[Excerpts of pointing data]
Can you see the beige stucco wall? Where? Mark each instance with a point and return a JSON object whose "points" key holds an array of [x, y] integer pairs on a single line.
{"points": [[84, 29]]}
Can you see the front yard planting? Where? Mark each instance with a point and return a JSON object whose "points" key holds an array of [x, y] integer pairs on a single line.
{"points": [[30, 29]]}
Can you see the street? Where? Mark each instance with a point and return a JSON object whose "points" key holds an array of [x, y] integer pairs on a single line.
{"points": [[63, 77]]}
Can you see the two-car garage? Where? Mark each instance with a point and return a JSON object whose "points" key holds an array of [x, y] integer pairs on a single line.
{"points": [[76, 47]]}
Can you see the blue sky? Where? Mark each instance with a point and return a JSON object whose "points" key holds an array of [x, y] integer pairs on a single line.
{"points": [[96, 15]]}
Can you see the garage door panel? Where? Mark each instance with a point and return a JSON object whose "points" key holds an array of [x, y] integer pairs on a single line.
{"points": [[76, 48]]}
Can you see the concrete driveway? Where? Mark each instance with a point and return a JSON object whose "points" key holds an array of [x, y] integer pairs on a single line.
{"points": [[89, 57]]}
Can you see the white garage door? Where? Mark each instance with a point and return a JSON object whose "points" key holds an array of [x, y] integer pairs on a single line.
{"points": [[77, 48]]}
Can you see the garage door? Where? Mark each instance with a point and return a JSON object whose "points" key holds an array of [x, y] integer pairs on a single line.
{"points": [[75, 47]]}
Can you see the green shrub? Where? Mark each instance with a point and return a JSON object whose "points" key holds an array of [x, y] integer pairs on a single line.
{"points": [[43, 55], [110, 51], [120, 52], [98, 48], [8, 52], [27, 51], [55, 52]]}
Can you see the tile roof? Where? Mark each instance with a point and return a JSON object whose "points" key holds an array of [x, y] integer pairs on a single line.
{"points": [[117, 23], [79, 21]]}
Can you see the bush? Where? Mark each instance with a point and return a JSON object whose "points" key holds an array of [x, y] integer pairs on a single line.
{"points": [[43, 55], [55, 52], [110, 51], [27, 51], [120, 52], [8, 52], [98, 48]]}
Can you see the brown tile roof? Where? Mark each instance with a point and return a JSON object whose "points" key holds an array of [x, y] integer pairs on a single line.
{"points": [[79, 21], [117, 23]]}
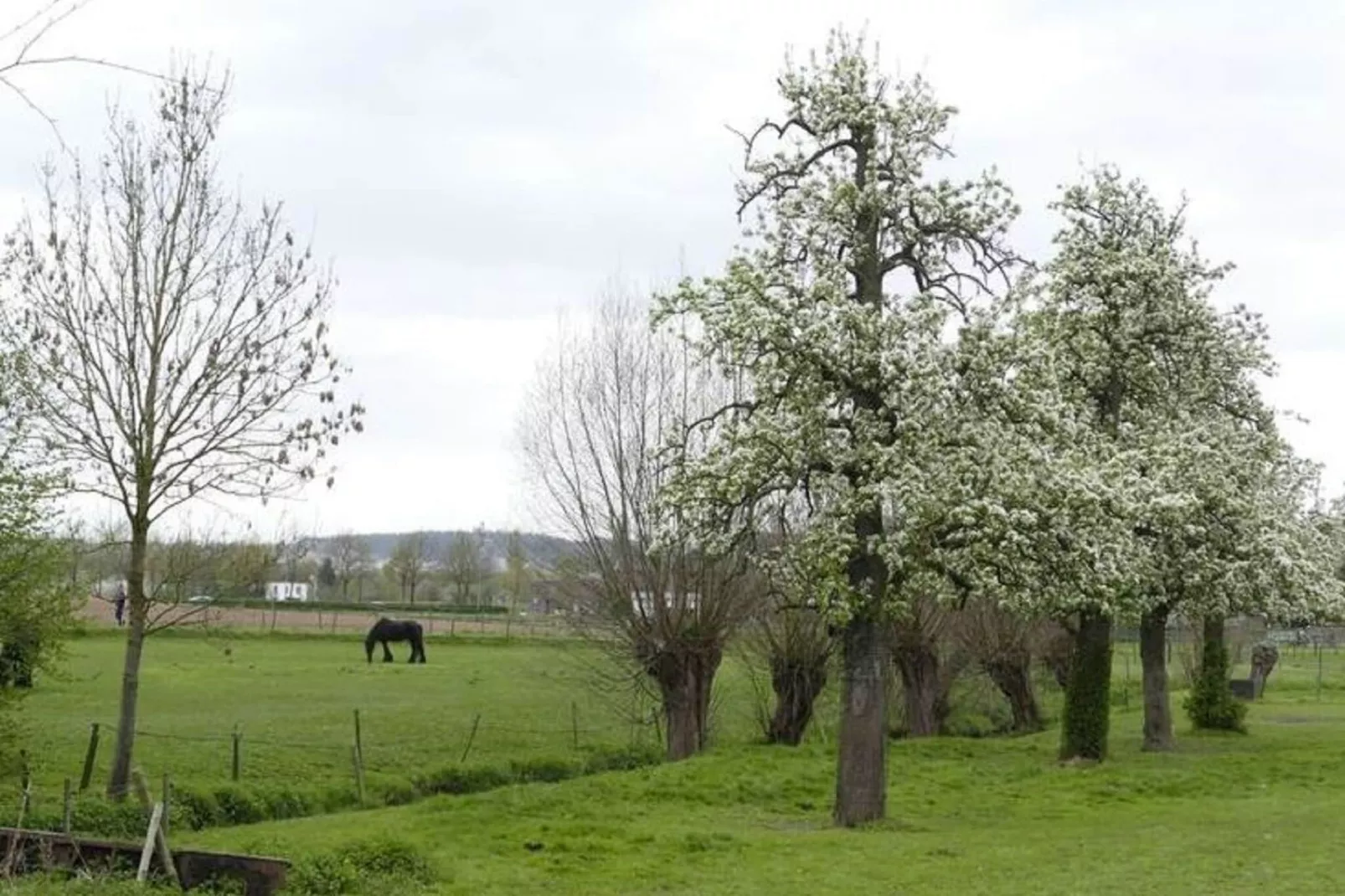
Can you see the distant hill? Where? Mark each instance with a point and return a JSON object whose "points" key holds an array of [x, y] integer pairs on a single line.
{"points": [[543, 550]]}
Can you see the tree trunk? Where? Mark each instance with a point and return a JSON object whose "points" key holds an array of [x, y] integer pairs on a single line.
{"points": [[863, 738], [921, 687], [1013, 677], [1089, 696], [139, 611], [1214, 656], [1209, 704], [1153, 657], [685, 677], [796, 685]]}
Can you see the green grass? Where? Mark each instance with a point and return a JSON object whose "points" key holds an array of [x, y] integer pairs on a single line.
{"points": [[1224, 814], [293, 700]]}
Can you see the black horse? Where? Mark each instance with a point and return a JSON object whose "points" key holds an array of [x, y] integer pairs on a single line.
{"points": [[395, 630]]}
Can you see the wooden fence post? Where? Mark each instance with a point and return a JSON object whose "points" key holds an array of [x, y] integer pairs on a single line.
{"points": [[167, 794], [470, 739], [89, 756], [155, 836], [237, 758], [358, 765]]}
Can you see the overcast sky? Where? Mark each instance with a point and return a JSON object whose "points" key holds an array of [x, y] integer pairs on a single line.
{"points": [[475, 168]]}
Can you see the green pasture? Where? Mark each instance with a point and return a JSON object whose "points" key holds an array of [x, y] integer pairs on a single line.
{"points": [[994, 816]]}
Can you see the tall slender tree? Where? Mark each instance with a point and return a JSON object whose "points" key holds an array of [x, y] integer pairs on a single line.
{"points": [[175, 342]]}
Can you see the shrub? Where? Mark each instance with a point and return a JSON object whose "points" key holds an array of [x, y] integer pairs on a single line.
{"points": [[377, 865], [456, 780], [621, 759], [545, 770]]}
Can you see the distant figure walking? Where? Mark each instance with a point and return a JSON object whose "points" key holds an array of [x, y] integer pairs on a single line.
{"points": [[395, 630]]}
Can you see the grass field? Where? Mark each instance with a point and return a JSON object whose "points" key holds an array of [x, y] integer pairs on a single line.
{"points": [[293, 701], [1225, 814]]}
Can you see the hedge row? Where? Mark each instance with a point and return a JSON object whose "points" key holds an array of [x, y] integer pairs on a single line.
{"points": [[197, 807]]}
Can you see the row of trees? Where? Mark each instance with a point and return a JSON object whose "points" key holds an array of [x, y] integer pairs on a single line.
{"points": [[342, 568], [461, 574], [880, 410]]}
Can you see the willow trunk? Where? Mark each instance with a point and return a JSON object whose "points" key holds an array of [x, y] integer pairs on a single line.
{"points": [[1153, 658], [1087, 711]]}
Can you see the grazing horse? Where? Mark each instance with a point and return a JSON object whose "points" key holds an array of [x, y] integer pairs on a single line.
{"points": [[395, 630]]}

--

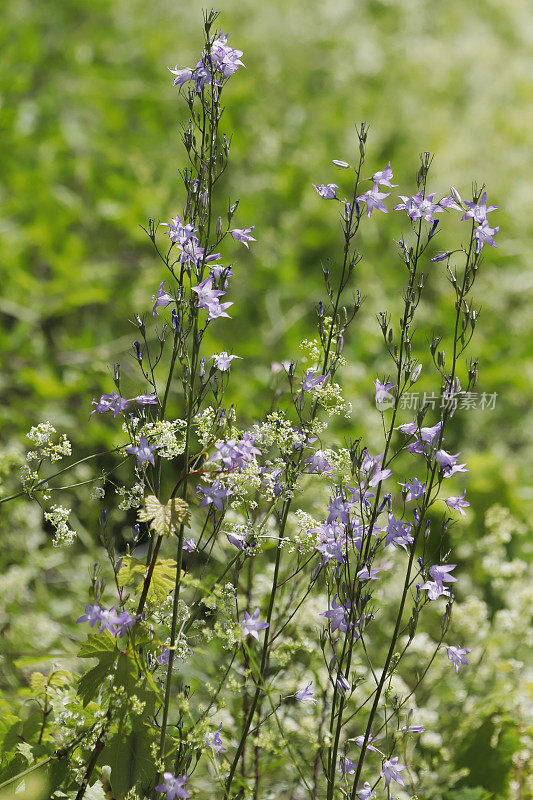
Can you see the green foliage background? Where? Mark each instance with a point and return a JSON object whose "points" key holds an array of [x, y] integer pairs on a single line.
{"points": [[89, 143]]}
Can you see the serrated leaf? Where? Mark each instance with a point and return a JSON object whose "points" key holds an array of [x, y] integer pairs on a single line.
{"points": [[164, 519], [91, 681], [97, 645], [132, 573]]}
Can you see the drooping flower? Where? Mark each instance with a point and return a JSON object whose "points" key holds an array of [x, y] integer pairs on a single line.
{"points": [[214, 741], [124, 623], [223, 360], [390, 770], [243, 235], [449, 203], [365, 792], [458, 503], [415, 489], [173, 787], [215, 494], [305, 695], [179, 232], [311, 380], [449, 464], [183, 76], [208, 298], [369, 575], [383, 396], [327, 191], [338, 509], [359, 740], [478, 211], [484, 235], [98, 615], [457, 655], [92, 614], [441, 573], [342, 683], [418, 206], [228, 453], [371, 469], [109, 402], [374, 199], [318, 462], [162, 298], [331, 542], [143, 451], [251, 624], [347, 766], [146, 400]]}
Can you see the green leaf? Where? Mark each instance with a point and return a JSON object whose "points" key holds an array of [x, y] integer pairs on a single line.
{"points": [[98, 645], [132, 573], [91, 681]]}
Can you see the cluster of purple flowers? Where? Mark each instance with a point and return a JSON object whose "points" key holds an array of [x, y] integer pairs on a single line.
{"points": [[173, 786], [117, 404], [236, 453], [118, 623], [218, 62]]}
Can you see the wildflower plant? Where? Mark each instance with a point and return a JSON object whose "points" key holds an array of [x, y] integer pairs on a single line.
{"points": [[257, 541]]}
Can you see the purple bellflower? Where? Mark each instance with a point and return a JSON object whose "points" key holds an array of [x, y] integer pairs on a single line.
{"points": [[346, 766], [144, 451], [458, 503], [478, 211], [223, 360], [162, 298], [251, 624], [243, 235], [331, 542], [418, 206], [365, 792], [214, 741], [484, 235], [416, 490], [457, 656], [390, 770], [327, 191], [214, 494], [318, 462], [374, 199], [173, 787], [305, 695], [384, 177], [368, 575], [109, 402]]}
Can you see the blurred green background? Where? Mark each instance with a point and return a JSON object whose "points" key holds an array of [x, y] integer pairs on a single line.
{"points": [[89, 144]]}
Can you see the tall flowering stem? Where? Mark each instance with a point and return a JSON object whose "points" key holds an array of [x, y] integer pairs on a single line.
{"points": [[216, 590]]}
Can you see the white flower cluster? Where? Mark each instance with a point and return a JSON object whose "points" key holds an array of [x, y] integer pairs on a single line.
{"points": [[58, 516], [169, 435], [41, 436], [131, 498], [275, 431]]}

» **Work to complete**
List every line in the records above that contains the word "garage".

» **Complete answer**
Can you see the two-car garage? Where? Mark each instance with a point and return a JSON object whose "points" key holds an array of [x, y] integer pairs on a single line.
Can you see the garage door panel? Where? Mark each instance with a point and return a JSON object whose "points" key holds an array of [x, y] integer pairs on a single line.
Can you see the white garage door? Where? Mark each instance with a point and return a JSON object whose "points" key holds an array of [x, y] integer pairs on a single line.
Can you see the garage door? Where? Mark each instance with a point and return a JSON object whose "points" key holds an array of [x, y] integer pairs on a single line.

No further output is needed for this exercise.